**PROBLEM DETAILS**
Display each line of the rows below that contains the string "green".

**Image object location entries**

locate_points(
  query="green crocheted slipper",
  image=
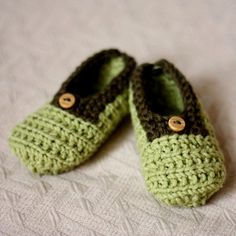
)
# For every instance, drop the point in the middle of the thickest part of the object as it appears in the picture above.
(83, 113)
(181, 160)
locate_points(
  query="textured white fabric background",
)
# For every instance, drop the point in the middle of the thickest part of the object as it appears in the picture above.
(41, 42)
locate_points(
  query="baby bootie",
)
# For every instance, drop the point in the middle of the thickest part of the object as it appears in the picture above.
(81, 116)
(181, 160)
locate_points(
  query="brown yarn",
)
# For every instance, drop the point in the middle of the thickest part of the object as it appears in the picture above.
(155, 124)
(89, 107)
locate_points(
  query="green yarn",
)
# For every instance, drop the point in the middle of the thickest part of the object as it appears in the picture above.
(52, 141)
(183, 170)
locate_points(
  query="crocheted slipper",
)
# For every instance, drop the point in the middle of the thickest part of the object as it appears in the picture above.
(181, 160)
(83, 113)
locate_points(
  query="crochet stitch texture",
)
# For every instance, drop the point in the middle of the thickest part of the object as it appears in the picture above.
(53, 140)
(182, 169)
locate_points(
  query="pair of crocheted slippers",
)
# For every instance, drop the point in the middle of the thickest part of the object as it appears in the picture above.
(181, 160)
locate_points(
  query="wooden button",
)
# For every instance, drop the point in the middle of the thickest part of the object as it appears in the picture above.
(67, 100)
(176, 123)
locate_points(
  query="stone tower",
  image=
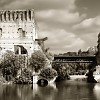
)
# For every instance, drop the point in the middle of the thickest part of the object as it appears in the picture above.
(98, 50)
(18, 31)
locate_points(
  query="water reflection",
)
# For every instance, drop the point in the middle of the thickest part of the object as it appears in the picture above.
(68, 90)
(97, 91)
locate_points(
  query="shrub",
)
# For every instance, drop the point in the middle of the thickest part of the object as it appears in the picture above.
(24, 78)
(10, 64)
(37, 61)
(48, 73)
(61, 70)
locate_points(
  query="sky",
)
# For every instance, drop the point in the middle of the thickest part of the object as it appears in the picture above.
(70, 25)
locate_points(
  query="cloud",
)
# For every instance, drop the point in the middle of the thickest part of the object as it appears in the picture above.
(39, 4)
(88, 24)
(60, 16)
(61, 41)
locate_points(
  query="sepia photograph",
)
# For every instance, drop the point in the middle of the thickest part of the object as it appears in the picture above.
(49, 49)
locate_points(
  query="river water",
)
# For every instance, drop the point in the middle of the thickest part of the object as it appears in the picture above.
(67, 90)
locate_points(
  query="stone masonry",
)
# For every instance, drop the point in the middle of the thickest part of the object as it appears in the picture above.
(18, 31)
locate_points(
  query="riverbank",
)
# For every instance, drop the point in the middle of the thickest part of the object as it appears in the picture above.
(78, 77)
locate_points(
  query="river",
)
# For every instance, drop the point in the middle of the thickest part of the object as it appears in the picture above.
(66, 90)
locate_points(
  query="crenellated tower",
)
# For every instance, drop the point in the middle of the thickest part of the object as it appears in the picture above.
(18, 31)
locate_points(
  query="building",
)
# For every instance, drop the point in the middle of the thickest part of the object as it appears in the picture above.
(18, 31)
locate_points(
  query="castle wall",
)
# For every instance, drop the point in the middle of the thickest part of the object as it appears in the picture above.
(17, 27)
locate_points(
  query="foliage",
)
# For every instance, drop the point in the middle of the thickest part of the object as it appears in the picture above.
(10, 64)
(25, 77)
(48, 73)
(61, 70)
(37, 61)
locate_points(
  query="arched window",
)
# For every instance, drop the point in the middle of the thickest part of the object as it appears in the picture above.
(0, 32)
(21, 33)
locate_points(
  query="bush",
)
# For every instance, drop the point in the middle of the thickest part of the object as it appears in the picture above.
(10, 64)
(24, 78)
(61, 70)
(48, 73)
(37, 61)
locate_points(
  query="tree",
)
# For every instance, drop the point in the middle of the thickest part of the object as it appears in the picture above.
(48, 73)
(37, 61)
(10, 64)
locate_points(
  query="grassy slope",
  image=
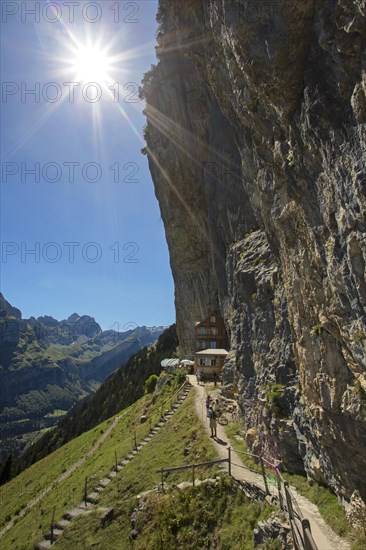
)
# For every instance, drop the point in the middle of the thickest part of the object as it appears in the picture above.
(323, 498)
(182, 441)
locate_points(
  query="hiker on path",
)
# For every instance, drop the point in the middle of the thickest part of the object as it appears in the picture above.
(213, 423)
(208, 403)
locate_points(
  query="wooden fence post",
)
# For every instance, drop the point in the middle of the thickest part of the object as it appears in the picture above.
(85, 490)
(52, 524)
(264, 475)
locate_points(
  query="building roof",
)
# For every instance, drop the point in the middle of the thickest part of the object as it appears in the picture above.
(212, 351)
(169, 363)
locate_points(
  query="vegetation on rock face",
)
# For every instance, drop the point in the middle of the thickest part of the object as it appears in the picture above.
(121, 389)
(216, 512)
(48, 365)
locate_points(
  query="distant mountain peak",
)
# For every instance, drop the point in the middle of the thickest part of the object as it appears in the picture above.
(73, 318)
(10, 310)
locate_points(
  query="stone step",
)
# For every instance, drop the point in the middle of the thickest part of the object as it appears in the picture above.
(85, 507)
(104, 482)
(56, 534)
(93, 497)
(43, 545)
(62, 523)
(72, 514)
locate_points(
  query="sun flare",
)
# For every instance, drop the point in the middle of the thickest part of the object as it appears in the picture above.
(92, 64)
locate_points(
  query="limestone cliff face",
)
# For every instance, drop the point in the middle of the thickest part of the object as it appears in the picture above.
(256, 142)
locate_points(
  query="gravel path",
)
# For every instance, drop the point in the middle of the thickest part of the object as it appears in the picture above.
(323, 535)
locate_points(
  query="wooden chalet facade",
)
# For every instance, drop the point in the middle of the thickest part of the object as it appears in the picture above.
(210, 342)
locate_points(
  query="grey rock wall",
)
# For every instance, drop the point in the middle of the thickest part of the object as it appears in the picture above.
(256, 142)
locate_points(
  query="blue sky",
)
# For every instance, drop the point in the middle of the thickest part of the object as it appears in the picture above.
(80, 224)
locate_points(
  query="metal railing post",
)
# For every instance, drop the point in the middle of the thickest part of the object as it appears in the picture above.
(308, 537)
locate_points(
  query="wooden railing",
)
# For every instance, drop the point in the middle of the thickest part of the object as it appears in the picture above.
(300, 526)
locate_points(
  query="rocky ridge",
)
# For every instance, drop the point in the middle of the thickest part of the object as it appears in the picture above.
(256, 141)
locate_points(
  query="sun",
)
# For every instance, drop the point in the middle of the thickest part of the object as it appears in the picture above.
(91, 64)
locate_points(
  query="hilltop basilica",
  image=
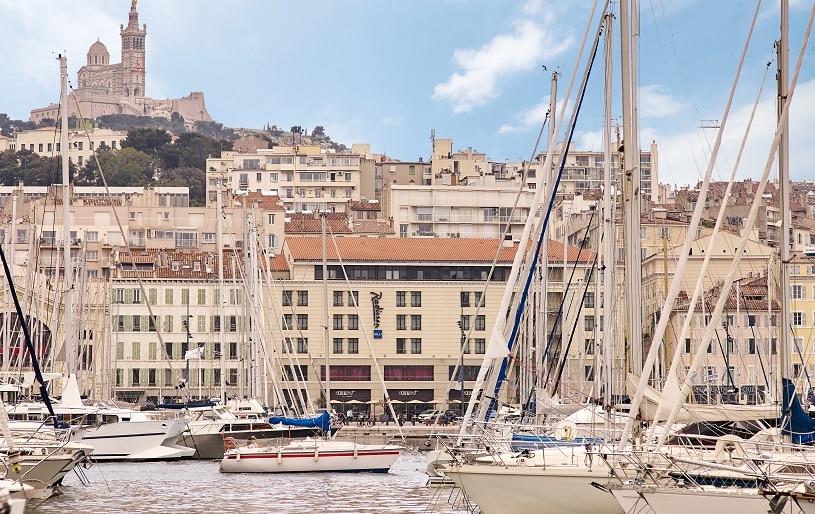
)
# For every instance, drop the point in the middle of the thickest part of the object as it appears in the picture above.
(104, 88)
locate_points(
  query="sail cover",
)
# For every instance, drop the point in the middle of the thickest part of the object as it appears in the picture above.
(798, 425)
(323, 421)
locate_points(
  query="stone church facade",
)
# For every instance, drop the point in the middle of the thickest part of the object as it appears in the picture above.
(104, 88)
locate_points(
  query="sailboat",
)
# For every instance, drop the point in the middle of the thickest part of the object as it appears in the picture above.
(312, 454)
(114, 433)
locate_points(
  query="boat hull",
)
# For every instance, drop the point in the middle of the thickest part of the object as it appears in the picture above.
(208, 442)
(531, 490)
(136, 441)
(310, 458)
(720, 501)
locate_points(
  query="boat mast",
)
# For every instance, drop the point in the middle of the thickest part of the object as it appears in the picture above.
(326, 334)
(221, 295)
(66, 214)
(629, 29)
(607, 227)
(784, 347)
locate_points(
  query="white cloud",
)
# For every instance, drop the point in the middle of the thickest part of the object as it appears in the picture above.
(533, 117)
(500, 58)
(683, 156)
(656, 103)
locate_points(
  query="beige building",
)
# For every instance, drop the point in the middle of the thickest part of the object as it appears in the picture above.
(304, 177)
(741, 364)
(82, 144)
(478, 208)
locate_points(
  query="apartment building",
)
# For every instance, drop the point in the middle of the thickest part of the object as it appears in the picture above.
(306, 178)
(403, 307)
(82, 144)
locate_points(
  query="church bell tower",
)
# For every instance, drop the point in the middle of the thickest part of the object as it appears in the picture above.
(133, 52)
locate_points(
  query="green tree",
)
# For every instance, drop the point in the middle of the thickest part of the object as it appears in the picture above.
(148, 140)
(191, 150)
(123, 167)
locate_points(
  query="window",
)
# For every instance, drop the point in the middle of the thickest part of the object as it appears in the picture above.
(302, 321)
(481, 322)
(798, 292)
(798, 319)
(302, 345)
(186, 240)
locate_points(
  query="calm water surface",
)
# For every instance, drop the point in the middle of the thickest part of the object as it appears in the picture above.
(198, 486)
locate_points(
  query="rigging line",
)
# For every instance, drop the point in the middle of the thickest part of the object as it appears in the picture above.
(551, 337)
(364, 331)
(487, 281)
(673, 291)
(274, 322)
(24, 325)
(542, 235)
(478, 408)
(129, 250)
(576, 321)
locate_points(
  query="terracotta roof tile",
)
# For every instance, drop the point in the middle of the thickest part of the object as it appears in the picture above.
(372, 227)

**TASK RESULT**
  query="green crocheted slipper",
  query="green yarn",
  query="green tree",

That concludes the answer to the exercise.